Photo-based referring expression data
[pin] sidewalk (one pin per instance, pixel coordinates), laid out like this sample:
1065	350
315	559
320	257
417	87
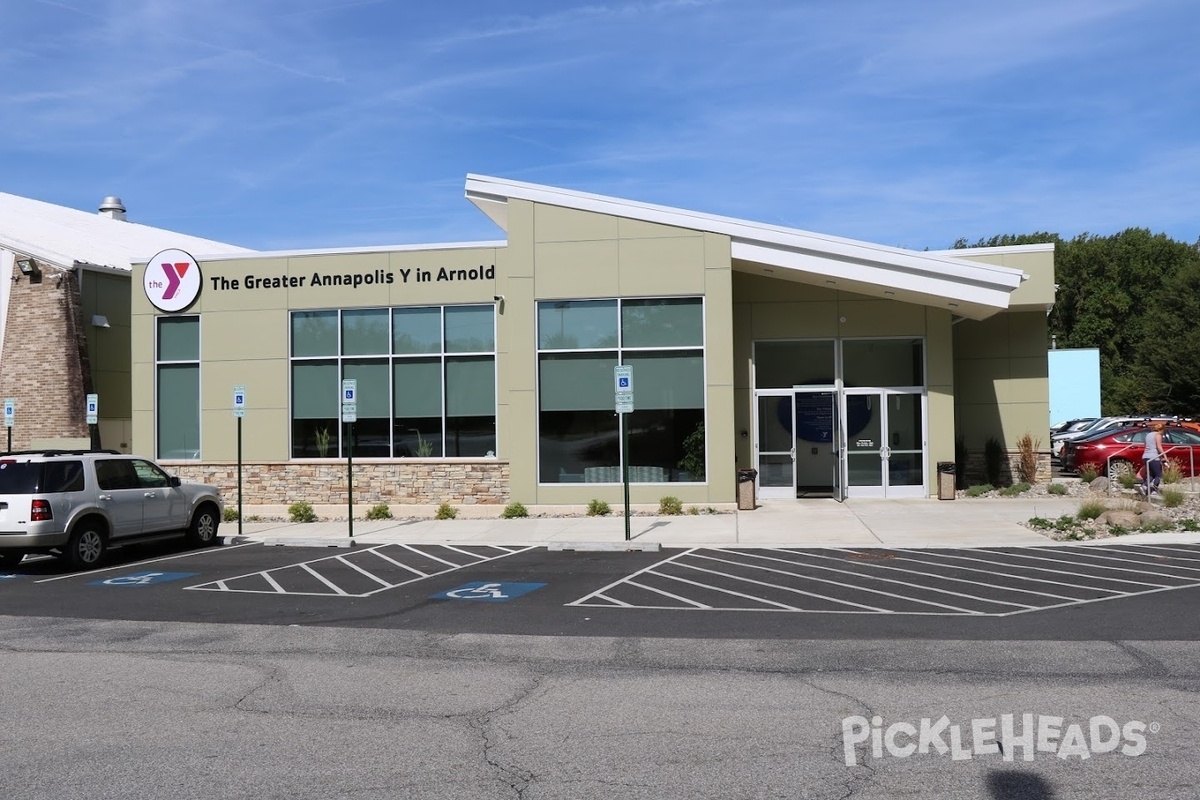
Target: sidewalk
982	522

▸ **EXERCISE REQUIREMENTS**: Could you copy the data above exactly, leaving the pictures out?

▸ **RESPONSE AREA**:
[pin] sidewalk (one pin per instance, pixel coordinates), laid out like this sample:
1065	350
315	559
320	257
417	87
Target: sidewalk
982	522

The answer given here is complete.